[Opening Record excerpts section]
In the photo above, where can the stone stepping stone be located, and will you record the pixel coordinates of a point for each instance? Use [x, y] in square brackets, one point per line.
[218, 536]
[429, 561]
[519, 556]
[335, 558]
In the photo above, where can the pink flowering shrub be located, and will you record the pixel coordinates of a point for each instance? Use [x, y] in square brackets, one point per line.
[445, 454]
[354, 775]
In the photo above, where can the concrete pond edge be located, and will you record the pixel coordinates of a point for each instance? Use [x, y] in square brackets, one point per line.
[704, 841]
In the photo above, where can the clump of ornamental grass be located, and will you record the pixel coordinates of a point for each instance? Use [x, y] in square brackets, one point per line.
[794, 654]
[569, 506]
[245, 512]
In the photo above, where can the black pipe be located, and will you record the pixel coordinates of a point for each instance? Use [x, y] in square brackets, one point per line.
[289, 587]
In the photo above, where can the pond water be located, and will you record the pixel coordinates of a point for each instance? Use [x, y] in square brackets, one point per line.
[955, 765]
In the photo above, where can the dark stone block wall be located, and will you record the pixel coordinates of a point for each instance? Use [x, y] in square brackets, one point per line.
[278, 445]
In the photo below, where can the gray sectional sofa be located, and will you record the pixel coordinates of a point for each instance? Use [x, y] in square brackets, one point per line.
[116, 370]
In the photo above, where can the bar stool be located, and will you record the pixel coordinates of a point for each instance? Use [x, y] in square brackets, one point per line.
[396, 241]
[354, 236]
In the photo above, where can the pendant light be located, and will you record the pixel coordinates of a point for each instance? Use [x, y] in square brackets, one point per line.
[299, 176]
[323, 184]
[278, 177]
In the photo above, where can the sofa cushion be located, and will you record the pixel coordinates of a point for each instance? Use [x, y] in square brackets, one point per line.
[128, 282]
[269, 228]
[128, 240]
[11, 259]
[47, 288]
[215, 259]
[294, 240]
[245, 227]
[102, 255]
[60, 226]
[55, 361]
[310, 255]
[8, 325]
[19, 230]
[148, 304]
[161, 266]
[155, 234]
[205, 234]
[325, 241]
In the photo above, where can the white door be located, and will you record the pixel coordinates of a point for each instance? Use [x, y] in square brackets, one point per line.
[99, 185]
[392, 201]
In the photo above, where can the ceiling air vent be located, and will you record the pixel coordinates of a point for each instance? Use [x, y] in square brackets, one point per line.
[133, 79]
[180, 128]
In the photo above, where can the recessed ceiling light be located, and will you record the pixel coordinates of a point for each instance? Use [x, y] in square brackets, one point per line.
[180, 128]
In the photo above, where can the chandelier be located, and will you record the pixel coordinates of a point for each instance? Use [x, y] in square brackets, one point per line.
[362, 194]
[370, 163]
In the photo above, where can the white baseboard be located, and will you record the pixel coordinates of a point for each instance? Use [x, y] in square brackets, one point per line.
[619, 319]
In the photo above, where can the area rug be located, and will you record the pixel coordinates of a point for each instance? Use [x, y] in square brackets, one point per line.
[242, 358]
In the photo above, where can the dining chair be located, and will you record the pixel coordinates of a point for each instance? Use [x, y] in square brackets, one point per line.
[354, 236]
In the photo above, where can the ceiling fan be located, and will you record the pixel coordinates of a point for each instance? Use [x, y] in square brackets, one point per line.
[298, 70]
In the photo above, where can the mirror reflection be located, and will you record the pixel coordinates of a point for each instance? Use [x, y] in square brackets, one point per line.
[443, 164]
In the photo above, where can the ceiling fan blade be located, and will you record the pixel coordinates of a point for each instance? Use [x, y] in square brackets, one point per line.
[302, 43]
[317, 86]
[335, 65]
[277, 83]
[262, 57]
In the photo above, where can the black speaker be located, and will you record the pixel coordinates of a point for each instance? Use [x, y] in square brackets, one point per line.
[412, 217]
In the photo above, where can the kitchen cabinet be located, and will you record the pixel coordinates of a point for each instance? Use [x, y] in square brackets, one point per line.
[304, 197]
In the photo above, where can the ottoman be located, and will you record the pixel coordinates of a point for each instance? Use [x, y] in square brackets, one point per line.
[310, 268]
[Closing Record excerpts section]
Task directions: Repeat all the entries word for word.

Exercise result:
In the photo above, where can the stone stepping stone be located, and will you record the pixel coordinates of a point for each instance? Use [x, y] in square brackets, one point per line.
[218, 536]
[429, 561]
[519, 556]
[335, 558]
In the photo above, where can the pink flowering shrub be located, and will you record the pixel coordinates of a point for each instance? Use [x, y] in square brackets, one point per line.
[445, 454]
[354, 775]
In the photo above, where can the concrete pond edge be located, and will you record the pixel coordinates of a point for each instance? Use [x, y] in square brackets, one point per line.
[704, 841]
In the photo above, where can the clump of ornamental grass be located, and will you record the pixel coordinates of a point for each instance? Use [x, y] in square brackets, one point per line.
[794, 654]
[569, 506]
[245, 512]
In the photo above, where can the black pipe be located, and will you record the pixel coordinates of a point for each instance? Use [x, y] in square brackets, one point per line.
[289, 587]
In the photo above, where can the pond water be located, and will you record the pixel coordinates of a point for each instance? Use [x, y] in square brackets, one point per line.
[955, 765]
In the photo above, where can the dark stone block wall be located, and will you record the pixel coordinates of a point for each instance? Use [x, y] in square brackets, one point per line.
[278, 445]
In the photo below, where can the gray sectional sofa be located, and will you record the pixel coordinates of a point for each instance? Use [x, y] in square brackets, one point per line.
[116, 370]
In the photo above, where can the bar stool be located, and will you record the pixel coordinates of a point for each instance? Use [x, y] in square brackets, one point per line.
[396, 241]
[354, 236]
In the photo above, where can the pendant light be located, and will you record the pixel coordinates of a point for each instance? Use [x, y] in square brackets, one point per line.
[299, 176]
[323, 184]
[278, 177]
In the photo above, where can the sofa cushion be located, and will you record the pixel coordinates of a point for each instance? Use [x, y] in square brackets, one point per line.
[128, 282]
[269, 228]
[128, 240]
[11, 259]
[47, 288]
[215, 259]
[294, 240]
[245, 227]
[102, 255]
[60, 226]
[55, 361]
[310, 255]
[8, 325]
[19, 230]
[148, 304]
[161, 266]
[155, 234]
[205, 234]
[325, 241]
In the photo above, where can the white door be located, and will you record the pixel coordinates of a point for each instance? Use [x, y] in square brackets, one point per line.
[99, 185]
[392, 201]
In the photo above, where can the ceiling air vent be located, and will you record the pixel coordinates of a point for each instance? Use [x, y] in square brackets, one point per line.
[133, 79]
[180, 128]
In the photo above, where can the recessed ceiling light be located, and will you record the pixel coordinates of a point for each instance? Use [x, y] in square brackets, one point per line.
[180, 128]
In the photo above, where can the chandelier be located, and will you record the pixel coordinates of a point for each instance? Use [x, y] in square brackets, one point per line.
[362, 194]
[370, 163]
In the photo above, where can the white baseboard be located, and will you record the pixel coordinates of a point for each instance? Use [x, y] in square brackets, one point per line.
[619, 319]
In the photo above, where can the area rug be located, and will you record the pixel coordinates of a point for each instance? Use [x, y] in square brackets, one point per line.
[242, 358]
In the photo above, where can the dining chair be located, and will you record the pixel coordinates of a point for each instance? Use [x, y] in square brackets, one point per line.
[354, 236]
In the photo above, where can the ceiling fan be located, and will you record the pixel coordinates of a point for each instance? Use [x, y] in square brackets, one point per line.
[298, 70]
In the photo above, where can the mirror reflection be located, and will you record the pixel coordinates of a point for each instance? Use [x, y] in square brackets, one point per line.
[443, 164]
In the photo above, where can the ceiling fan blade be located, and will you record the pixel coordinates of a point for each instance? Use [x, y] in square brackets, one point per line.
[302, 43]
[317, 86]
[335, 65]
[277, 83]
[262, 57]
In the photo above, where can the black speaker be located, and will you record the pixel coordinates of a point for each instance? Use [x, y] in square brackets, one point per line.
[412, 217]
In the photo above, where can the kitchen cabinet be located, and will you record the pixel coordinates of a point for each instance? Use [x, y] in square brackets, one point per line.
[304, 197]
In the photo above, where can the ottoman be located, and will you record the pixel coordinates of a point for each instance? Use [x, y] in square brackets, one point per line.
[310, 268]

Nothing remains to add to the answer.